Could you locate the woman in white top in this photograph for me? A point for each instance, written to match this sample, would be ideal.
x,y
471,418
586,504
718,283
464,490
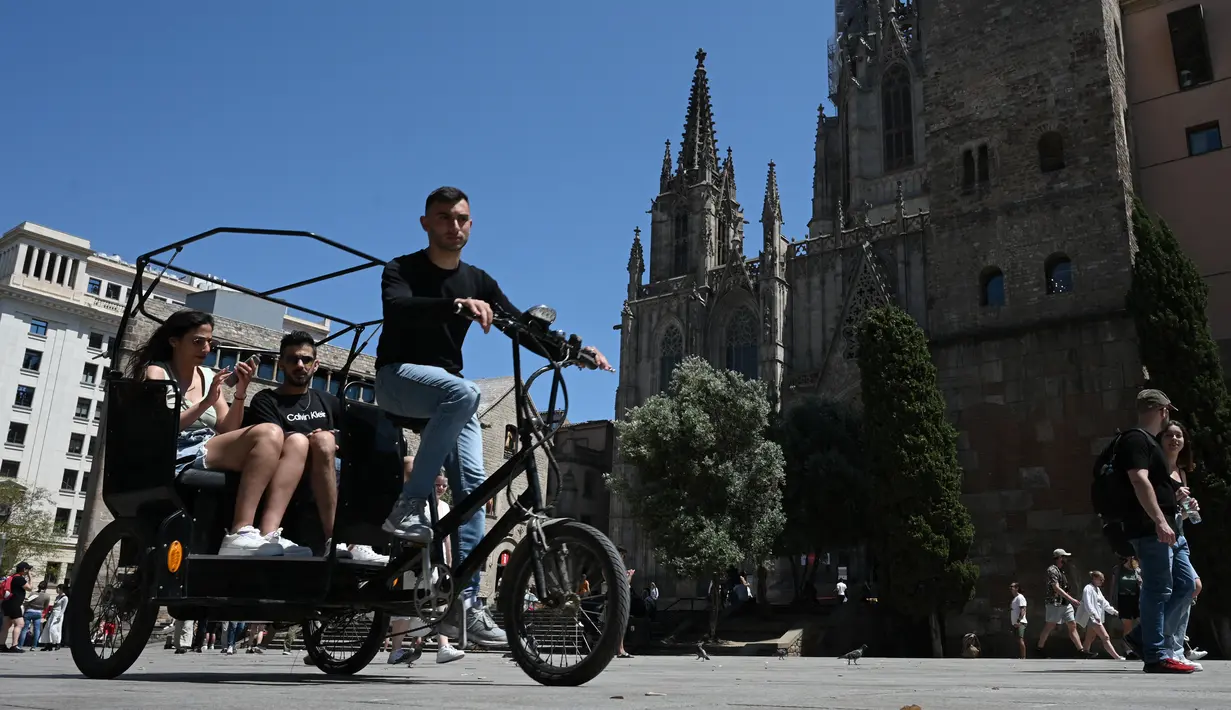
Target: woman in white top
x,y
54,626
1093,610
212,434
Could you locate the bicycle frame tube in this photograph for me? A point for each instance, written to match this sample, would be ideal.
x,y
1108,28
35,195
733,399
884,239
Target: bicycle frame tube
x,y
531,500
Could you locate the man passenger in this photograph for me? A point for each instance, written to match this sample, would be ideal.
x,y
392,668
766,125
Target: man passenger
x,y
302,410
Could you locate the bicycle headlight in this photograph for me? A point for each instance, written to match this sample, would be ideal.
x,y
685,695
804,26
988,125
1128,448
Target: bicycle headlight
x,y
543,314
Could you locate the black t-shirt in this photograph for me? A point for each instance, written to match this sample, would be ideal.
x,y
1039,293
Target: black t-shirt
x,y
296,414
17,588
420,324
1136,450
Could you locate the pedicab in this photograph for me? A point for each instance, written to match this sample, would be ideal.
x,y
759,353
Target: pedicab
x,y
160,548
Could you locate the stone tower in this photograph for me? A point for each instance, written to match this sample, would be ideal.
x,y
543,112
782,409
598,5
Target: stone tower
x,y
877,140
772,284
703,295
1028,263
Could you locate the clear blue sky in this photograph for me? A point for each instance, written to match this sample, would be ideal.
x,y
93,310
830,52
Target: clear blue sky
x,y
133,124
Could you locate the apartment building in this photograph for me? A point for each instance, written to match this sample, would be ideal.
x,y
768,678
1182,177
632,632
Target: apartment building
x,y
585,452
60,304
1178,60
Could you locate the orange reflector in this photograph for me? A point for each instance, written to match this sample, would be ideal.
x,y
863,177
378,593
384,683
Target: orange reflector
x,y
174,556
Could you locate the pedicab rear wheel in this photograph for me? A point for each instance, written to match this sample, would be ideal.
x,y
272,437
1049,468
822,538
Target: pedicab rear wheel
x,y
563,620
111,617
344,642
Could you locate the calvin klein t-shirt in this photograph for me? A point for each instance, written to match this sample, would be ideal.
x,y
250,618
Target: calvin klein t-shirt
x,y
296,414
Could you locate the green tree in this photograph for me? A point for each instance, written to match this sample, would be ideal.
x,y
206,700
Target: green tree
x,y
26,526
922,528
826,489
708,484
1167,302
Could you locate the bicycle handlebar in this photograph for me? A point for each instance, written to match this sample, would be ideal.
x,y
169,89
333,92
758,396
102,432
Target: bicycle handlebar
x,y
569,346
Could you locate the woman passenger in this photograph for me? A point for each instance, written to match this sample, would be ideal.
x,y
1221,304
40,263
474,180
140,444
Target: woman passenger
x,y
212,436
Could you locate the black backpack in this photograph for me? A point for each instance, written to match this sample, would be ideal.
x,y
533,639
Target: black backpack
x,y
1112,495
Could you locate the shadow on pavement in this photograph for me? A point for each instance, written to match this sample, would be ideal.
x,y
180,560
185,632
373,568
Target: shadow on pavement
x,y
265,678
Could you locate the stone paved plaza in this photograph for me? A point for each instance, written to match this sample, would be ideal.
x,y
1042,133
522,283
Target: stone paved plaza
x,y
208,681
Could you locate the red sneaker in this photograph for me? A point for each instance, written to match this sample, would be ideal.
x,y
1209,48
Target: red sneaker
x,y
1170,666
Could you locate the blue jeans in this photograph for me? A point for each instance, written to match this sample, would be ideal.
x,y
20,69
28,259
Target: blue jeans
x,y
33,626
1167,585
235,633
452,439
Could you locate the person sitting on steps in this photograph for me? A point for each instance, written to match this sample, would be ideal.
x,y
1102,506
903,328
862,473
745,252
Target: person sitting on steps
x,y
212,434
429,298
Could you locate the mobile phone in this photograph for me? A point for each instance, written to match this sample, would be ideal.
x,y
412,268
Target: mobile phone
x,y
233,379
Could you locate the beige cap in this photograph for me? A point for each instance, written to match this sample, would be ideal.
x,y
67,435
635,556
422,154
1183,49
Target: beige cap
x,y
1156,398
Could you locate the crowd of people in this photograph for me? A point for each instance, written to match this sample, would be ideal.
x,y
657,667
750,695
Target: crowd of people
x,y
32,617
1155,585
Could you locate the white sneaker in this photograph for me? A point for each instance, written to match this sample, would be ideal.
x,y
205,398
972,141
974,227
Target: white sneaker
x,y
288,548
366,554
341,550
249,542
448,654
————————
### TASK DIRECTIONS
Without including any pictures, print each record exactly.

### EXERCISE SOLUTION
Could you locate the woman in white top in this photograph for me? A point for each instance, written to match this sample, would be ideal.
x,y
471,418
586,504
718,283
464,490
Target: woman in white top
x,y
54,626
1093,610
212,434
Could you locate the bicycle frame tube in this photograph for me? A point for each instance, written to match this sample, would be ideal.
x,y
1108,28
35,195
733,399
884,239
Target: bicycle frame tube
x,y
531,500
Could you locate the man passenger in this photograph for me? A point for each instance, written to match this sample, would be ideal.
x,y
392,668
766,125
Target: man passenger
x,y
302,410
Could you locate the bicycle headlight in this photograph for me? A point for each instance, written to match this sample, would be ideal.
x,y
685,695
804,26
988,125
1128,448
Target: bicycle headlight
x,y
543,314
Could you locate the black t-shirt in this photograph for me? A point for each instance, written to match this sample, would be ideal.
x,y
1039,293
Target: black t-shirt
x,y
296,414
17,588
420,324
1136,450
Could you locate the pedicab in this photograph for me? A point for each instance, written to match this sample, would be ideal.
x,y
759,353
Target: pedicab
x,y
160,548
Could you locate the stone tower in this photograph for me? A point for each instance, written to match this sample, would be ideal.
x,y
543,112
782,409
598,5
Target: stone tower
x,y
877,140
772,284
703,295
1028,263
Could you locate the clear blue sky in this photograph for me? A point for each instance, written to match this sample, would be ideal.
x,y
93,310
830,52
Target: clear blue sky
x,y
133,124
Could you locate the apartment building in this photograph for me? A point for each instance, written to match this sample, would be ideal.
x,y
768,678
1182,177
632,632
Target: apartment building
x,y
585,452
60,304
1178,60
Could you locate the orange reflector in this photograph for me? A point for each instance, written to match this sample, would be ideal.
x,y
863,177
378,593
384,683
Target: orange reflector
x,y
174,556
Could you locate the pedicab rear wheel in this photograph for me? A point for each instance, written to match this sample, would be ideal.
x,y
272,437
1049,468
822,538
Target: pedicab rear wheel
x,y
563,620
111,617
344,642
Could you locate the calvin klein t-shirt in this photograph for me? A point for each instance, written to match this sample, would be ideal.
x,y
250,618
Target: calvin klein t-shirt
x,y
296,414
Could you locate the green tree in this photograph for me? A point for each instance, written to match this sample, would be ideal.
x,y
206,700
Target: green tree
x,y
26,526
922,528
826,489
708,484
1167,302
Could you locate the bicycle handlebar in this photograph for me? A point for each instance, written to match this sample, would be ideal.
x,y
169,89
333,92
758,396
102,432
Target: bicycle handlebar
x,y
569,346
Could you locate the woman passenger in this photograph for me? A point for each instance, written to match this sample, would be ideal.
x,y
1221,304
40,263
474,180
140,444
Target: woman passenger
x,y
212,436
Could you locate the black backpack in this photograph for me? A point for each instance, written to match this sample, would be ideal.
x,y
533,639
Target: black backpack
x,y
1112,495
Could you locate the shadow on pavement in this photograph for me? A point for each instance, written to match this sample, would be ideal.
x,y
180,560
185,632
373,568
Target: shadow on pavement
x,y
265,678
Could you locate the stone paved plaza in this photograph for me? A point for each instance, written to match this sample, would be ideal.
x,y
1042,133
522,283
Target: stone paved plaza
x,y
208,681
Could you locate the red sneaker in this photograph for me? A point for each instance, written to match this sample, would be ideal.
x,y
1209,48
Target: red sneaker
x,y
1170,666
Could you locate the blue jeans in this photograph for me? A point for each instance, written to match this sample, would be ideal.
x,y
20,69
28,259
Target: blue jeans
x,y
33,626
1167,585
235,633
452,439
Could you locate the person sitting on steps in this photograph for me? A point for each instance, written to match this sample, would be ideal.
x,y
1102,506
903,328
862,473
745,252
Target: person sitting on steps
x,y
212,434
429,298
Could you locate the mobile phone in this photograph for me? A point for each instance, written to match this sample, would be ideal.
x,y
412,268
Target: mobile phone
x,y
233,379
Could you locate the beige cap in this photograph for me? A point for each instance, written to match this sample, would be ideal.
x,y
67,435
635,556
422,154
1183,49
Target: beige cap
x,y
1156,398
Could you locate the crowd of people in this photograph for me? A point for each instance, written to match this sample, would be ideal.
x,y
657,667
750,695
Target: crowd of people
x,y
32,617
1155,585
Could you locate the white sneaker in this photograph for me? A point for each instance, written to match this sample, would be ideal.
x,y
205,398
972,141
974,227
Target: white sneaker
x,y
288,548
366,554
341,550
249,542
448,654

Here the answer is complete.